• **EXERCISE INSTRUCTIONS**
Without the pictures, copy the entries below word for word.

______

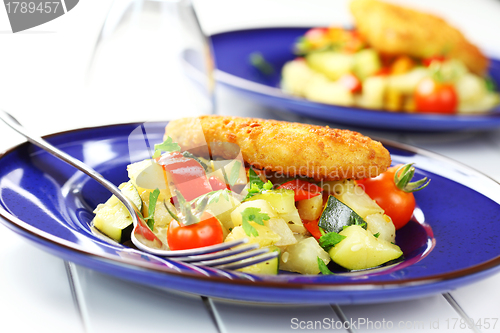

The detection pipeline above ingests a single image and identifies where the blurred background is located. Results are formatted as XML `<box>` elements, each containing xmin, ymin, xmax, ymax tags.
<box><xmin>0</xmin><ymin>0</ymin><xmax>500</xmax><ymax>138</ymax></box>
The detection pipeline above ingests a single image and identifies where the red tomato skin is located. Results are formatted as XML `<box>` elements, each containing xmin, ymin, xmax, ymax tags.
<box><xmin>356</xmin><ymin>166</ymin><xmax>416</xmax><ymax>230</ymax></box>
<box><xmin>278</xmin><ymin>179</ymin><xmax>323</xmax><ymax>201</ymax></box>
<box><xmin>414</xmin><ymin>78</ymin><xmax>458</xmax><ymax>114</ymax></box>
<box><xmin>167</xmin><ymin>213</ymin><xmax>224</xmax><ymax>251</ymax></box>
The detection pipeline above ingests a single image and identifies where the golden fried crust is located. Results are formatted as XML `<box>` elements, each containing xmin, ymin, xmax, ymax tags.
<box><xmin>165</xmin><ymin>116</ymin><xmax>391</xmax><ymax>180</ymax></box>
<box><xmin>350</xmin><ymin>0</ymin><xmax>488</xmax><ymax>75</ymax></box>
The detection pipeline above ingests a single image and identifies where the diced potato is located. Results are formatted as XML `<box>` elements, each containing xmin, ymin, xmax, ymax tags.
<box><xmin>206</xmin><ymin>194</ymin><xmax>241</xmax><ymax>230</ymax></box>
<box><xmin>264</xmin><ymin>218</ymin><xmax>297</xmax><ymax>246</ymax></box>
<box><xmin>387</xmin><ymin>67</ymin><xmax>430</xmax><ymax>95</ymax></box>
<box><xmin>231</xmin><ymin>199</ymin><xmax>278</xmax><ymax>227</ymax></box>
<box><xmin>304</xmin><ymin>74</ymin><xmax>354</xmax><ymax>106</ymax></box>
<box><xmin>354</xmin><ymin>49</ymin><xmax>382</xmax><ymax>80</ymax></box>
<box><xmin>127</xmin><ymin>159</ymin><xmax>172</xmax><ymax>199</ymax></box>
<box><xmin>329</xmin><ymin>225</ymin><xmax>403</xmax><ymax>270</ymax></box>
<box><xmin>458</xmin><ymin>92</ymin><xmax>500</xmax><ymax>113</ymax></box>
<box><xmin>335</xmin><ymin>185</ymin><xmax>384</xmax><ymax>219</ymax></box>
<box><xmin>391</xmin><ymin>55</ymin><xmax>415</xmax><ymax>75</ymax></box>
<box><xmin>321</xmin><ymin>179</ymin><xmax>350</xmax><ymax>195</ymax></box>
<box><xmin>306</xmin><ymin>51</ymin><xmax>354</xmax><ymax>81</ymax></box>
<box><xmin>224</xmin><ymin>222</ymin><xmax>281</xmax><ymax>247</ymax></box>
<box><xmin>297</xmin><ymin>195</ymin><xmax>323</xmax><ymax>221</ymax></box>
<box><xmin>281</xmin><ymin>60</ymin><xmax>315</xmax><ymax>97</ymax></box>
<box><xmin>359</xmin><ymin>76</ymin><xmax>388</xmax><ymax>109</ymax></box>
<box><xmin>365</xmin><ymin>213</ymin><xmax>396</xmax><ymax>243</ymax></box>
<box><xmin>280</xmin><ymin>237</ymin><xmax>330</xmax><ymax>274</ymax></box>
<box><xmin>385</xmin><ymin>89</ymin><xmax>404</xmax><ymax>111</ymax></box>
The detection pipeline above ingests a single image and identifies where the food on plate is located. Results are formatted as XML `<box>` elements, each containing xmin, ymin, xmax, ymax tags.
<box><xmin>93</xmin><ymin>116</ymin><xmax>428</xmax><ymax>274</ymax></box>
<box><xmin>166</xmin><ymin>116</ymin><xmax>391</xmax><ymax>180</ymax></box>
<box><xmin>281</xmin><ymin>0</ymin><xmax>500</xmax><ymax>114</ymax></box>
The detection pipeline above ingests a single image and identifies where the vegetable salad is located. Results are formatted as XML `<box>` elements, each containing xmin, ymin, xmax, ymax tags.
<box><xmin>93</xmin><ymin>138</ymin><xmax>428</xmax><ymax>274</ymax></box>
<box><xmin>281</xmin><ymin>27</ymin><xmax>500</xmax><ymax>114</ymax></box>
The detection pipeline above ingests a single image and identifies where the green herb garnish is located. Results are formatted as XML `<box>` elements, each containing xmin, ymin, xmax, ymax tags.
<box><xmin>153</xmin><ymin>137</ymin><xmax>181</xmax><ymax>158</ymax></box>
<box><xmin>144</xmin><ymin>189</ymin><xmax>160</xmax><ymax>230</ymax></box>
<box><xmin>241</xmin><ymin>207</ymin><xmax>269</xmax><ymax>237</ymax></box>
<box><xmin>242</xmin><ymin>168</ymin><xmax>273</xmax><ymax>201</ymax></box>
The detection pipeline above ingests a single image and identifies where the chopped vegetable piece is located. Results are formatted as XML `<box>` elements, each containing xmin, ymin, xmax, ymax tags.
<box><xmin>144</xmin><ymin>189</ymin><xmax>160</xmax><ymax>230</ymax></box>
<box><xmin>153</xmin><ymin>137</ymin><xmax>181</xmax><ymax>158</ymax></box>
<box><xmin>318</xmin><ymin>257</ymin><xmax>334</xmax><ymax>275</ymax></box>
<box><xmin>357</xmin><ymin>163</ymin><xmax>430</xmax><ymax>230</ymax></box>
<box><xmin>278</xmin><ymin>179</ymin><xmax>323</xmax><ymax>201</ymax></box>
<box><xmin>318</xmin><ymin>195</ymin><xmax>366</xmax><ymax>233</ymax></box>
<box><xmin>158</xmin><ymin>152</ymin><xmax>212</xmax><ymax>201</ymax></box>
<box><xmin>241</xmin><ymin>207</ymin><xmax>269</xmax><ymax>237</ymax></box>
<box><xmin>302</xmin><ymin>220</ymin><xmax>321</xmax><ymax>239</ymax></box>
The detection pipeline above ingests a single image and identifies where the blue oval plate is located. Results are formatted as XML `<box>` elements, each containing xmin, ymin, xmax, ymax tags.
<box><xmin>0</xmin><ymin>123</ymin><xmax>500</xmax><ymax>304</ymax></box>
<box><xmin>211</xmin><ymin>28</ymin><xmax>500</xmax><ymax>131</ymax></box>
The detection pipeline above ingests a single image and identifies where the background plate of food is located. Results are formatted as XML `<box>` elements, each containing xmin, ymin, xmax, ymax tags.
<box><xmin>211</xmin><ymin>0</ymin><xmax>500</xmax><ymax>131</ymax></box>
<box><xmin>0</xmin><ymin>121</ymin><xmax>500</xmax><ymax>304</ymax></box>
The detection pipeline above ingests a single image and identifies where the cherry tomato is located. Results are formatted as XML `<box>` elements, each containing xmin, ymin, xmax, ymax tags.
<box><xmin>302</xmin><ymin>220</ymin><xmax>321</xmax><ymax>239</ymax></box>
<box><xmin>356</xmin><ymin>164</ymin><xmax>429</xmax><ymax>230</ymax></box>
<box><xmin>167</xmin><ymin>212</ymin><xmax>224</xmax><ymax>251</ymax></box>
<box><xmin>278</xmin><ymin>179</ymin><xmax>323</xmax><ymax>201</ymax></box>
<box><xmin>338</xmin><ymin>73</ymin><xmax>361</xmax><ymax>93</ymax></box>
<box><xmin>208</xmin><ymin>176</ymin><xmax>230</xmax><ymax>191</ymax></box>
<box><xmin>414</xmin><ymin>77</ymin><xmax>458</xmax><ymax>114</ymax></box>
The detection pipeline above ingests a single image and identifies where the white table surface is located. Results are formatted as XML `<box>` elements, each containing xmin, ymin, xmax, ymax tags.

______

• **ANSWER TO THE EXERCISE**
The detection pipeline above ingests a single image and identifies where the blurred background is located. Results are formatted as XML `<box>` elements, each containing xmin, ymin, xmax, ymax tags.
<box><xmin>0</xmin><ymin>0</ymin><xmax>500</xmax><ymax>138</ymax></box>
The detection pipeline above ingests a single image and identifies where the red tomato skin is located. Results are formatted as XML `<box>` elements, each containing xmin, ymin, xmax, ymax tags.
<box><xmin>356</xmin><ymin>166</ymin><xmax>416</xmax><ymax>230</ymax></box>
<box><xmin>278</xmin><ymin>179</ymin><xmax>323</xmax><ymax>201</ymax></box>
<box><xmin>414</xmin><ymin>78</ymin><xmax>458</xmax><ymax>114</ymax></box>
<box><xmin>167</xmin><ymin>213</ymin><xmax>224</xmax><ymax>251</ymax></box>
The detection pipeline above ingests a single image and identifies where the golden fried crust is located. Results are formatted as XML `<box>` elements, each containing xmin, ymin, xmax, ymax tags.
<box><xmin>165</xmin><ymin>116</ymin><xmax>391</xmax><ymax>180</ymax></box>
<box><xmin>350</xmin><ymin>0</ymin><xmax>488</xmax><ymax>75</ymax></box>
The detection pipeline above ingests a single image and identifies where the diced potato is located. Results are formatted as XML `<box>` elements, each containing xmin, ymin, xmax, ymax tags.
<box><xmin>206</xmin><ymin>194</ymin><xmax>241</xmax><ymax>230</ymax></box>
<box><xmin>264</xmin><ymin>218</ymin><xmax>297</xmax><ymax>246</ymax></box>
<box><xmin>387</xmin><ymin>67</ymin><xmax>430</xmax><ymax>95</ymax></box>
<box><xmin>231</xmin><ymin>199</ymin><xmax>278</xmax><ymax>227</ymax></box>
<box><xmin>304</xmin><ymin>74</ymin><xmax>354</xmax><ymax>106</ymax></box>
<box><xmin>354</xmin><ymin>49</ymin><xmax>382</xmax><ymax>80</ymax></box>
<box><xmin>127</xmin><ymin>159</ymin><xmax>172</xmax><ymax>199</ymax></box>
<box><xmin>329</xmin><ymin>225</ymin><xmax>403</xmax><ymax>270</ymax></box>
<box><xmin>458</xmin><ymin>92</ymin><xmax>500</xmax><ymax>113</ymax></box>
<box><xmin>335</xmin><ymin>185</ymin><xmax>384</xmax><ymax>219</ymax></box>
<box><xmin>391</xmin><ymin>55</ymin><xmax>415</xmax><ymax>75</ymax></box>
<box><xmin>321</xmin><ymin>179</ymin><xmax>350</xmax><ymax>195</ymax></box>
<box><xmin>306</xmin><ymin>51</ymin><xmax>354</xmax><ymax>81</ymax></box>
<box><xmin>224</xmin><ymin>222</ymin><xmax>281</xmax><ymax>247</ymax></box>
<box><xmin>297</xmin><ymin>195</ymin><xmax>323</xmax><ymax>221</ymax></box>
<box><xmin>281</xmin><ymin>60</ymin><xmax>315</xmax><ymax>97</ymax></box>
<box><xmin>359</xmin><ymin>76</ymin><xmax>388</xmax><ymax>109</ymax></box>
<box><xmin>365</xmin><ymin>213</ymin><xmax>396</xmax><ymax>243</ymax></box>
<box><xmin>280</xmin><ymin>237</ymin><xmax>330</xmax><ymax>274</ymax></box>
<box><xmin>385</xmin><ymin>89</ymin><xmax>404</xmax><ymax>111</ymax></box>
The detection pipeline above ingests a single image and identifies where the food on plate is located. Results are formatted as XML `<box>` elements, each containing xmin, ymin, xmax, ymax tags.
<box><xmin>93</xmin><ymin>116</ymin><xmax>428</xmax><ymax>274</ymax></box>
<box><xmin>166</xmin><ymin>116</ymin><xmax>391</xmax><ymax>180</ymax></box>
<box><xmin>281</xmin><ymin>0</ymin><xmax>500</xmax><ymax>114</ymax></box>
The detection pipeline above ingests a single image and identifies where the vegetable salad is located. Results are formatted as XML `<box>` elements, each containing xmin, ymin, xmax, ymax tags.
<box><xmin>93</xmin><ymin>138</ymin><xmax>428</xmax><ymax>274</ymax></box>
<box><xmin>281</xmin><ymin>27</ymin><xmax>500</xmax><ymax>114</ymax></box>
The detection pipeline above ingests a single image and identifies where the green herb garnish is located. Results are formatted as XML `<box>` elements, each containing xmin, ymin, xmax, ymax tags.
<box><xmin>153</xmin><ymin>137</ymin><xmax>181</xmax><ymax>158</ymax></box>
<box><xmin>144</xmin><ymin>189</ymin><xmax>160</xmax><ymax>230</ymax></box>
<box><xmin>241</xmin><ymin>207</ymin><xmax>269</xmax><ymax>237</ymax></box>
<box><xmin>242</xmin><ymin>168</ymin><xmax>273</xmax><ymax>201</ymax></box>
The detection pipeline above ingests a single image and identifies where the chopped vegetable piece is located. Results are formatted as XML `<box>` elements, each containing xmin, ymin, xmax, ymax tags.
<box><xmin>144</xmin><ymin>189</ymin><xmax>160</xmax><ymax>230</ymax></box>
<box><xmin>153</xmin><ymin>137</ymin><xmax>181</xmax><ymax>158</ymax></box>
<box><xmin>318</xmin><ymin>257</ymin><xmax>334</xmax><ymax>275</ymax></box>
<box><xmin>357</xmin><ymin>163</ymin><xmax>430</xmax><ymax>230</ymax></box>
<box><xmin>278</xmin><ymin>179</ymin><xmax>323</xmax><ymax>201</ymax></box>
<box><xmin>318</xmin><ymin>195</ymin><xmax>366</xmax><ymax>233</ymax></box>
<box><xmin>158</xmin><ymin>152</ymin><xmax>212</xmax><ymax>201</ymax></box>
<box><xmin>241</xmin><ymin>207</ymin><xmax>269</xmax><ymax>237</ymax></box>
<box><xmin>302</xmin><ymin>220</ymin><xmax>321</xmax><ymax>239</ymax></box>
The detection pipeline above ingests a single image and identifies where the blue oval plate is located. Results are formatted as XML `<box>` elements, each containing xmin, ymin, xmax, ymax tags.
<box><xmin>0</xmin><ymin>123</ymin><xmax>500</xmax><ymax>304</ymax></box>
<box><xmin>211</xmin><ymin>28</ymin><xmax>500</xmax><ymax>131</ymax></box>
The detection pipeline above ingests a single image and identifies where the background plate of food is located. Results are formatted as XML `<box>` elements, each containing xmin, ymin, xmax, ymax tags.
<box><xmin>211</xmin><ymin>0</ymin><xmax>500</xmax><ymax>131</ymax></box>
<box><xmin>0</xmin><ymin>121</ymin><xmax>500</xmax><ymax>304</ymax></box>
The detection pipeline above ingests a single image and identifies where the cherry tomato is located. Results are formatted as XML `<box>` elements, each containing xmin, ymin, xmax, ymax tags.
<box><xmin>302</xmin><ymin>220</ymin><xmax>321</xmax><ymax>239</ymax></box>
<box><xmin>356</xmin><ymin>164</ymin><xmax>429</xmax><ymax>230</ymax></box>
<box><xmin>167</xmin><ymin>212</ymin><xmax>224</xmax><ymax>251</ymax></box>
<box><xmin>278</xmin><ymin>179</ymin><xmax>323</xmax><ymax>201</ymax></box>
<box><xmin>338</xmin><ymin>73</ymin><xmax>361</xmax><ymax>93</ymax></box>
<box><xmin>208</xmin><ymin>176</ymin><xmax>230</xmax><ymax>191</ymax></box>
<box><xmin>414</xmin><ymin>77</ymin><xmax>458</xmax><ymax>114</ymax></box>
The detection pipeline above ingests a single image and identifies where the white table surface is located. Results are formatted as XML `<box>` elements, each containing xmin, ymin, xmax, ymax tags.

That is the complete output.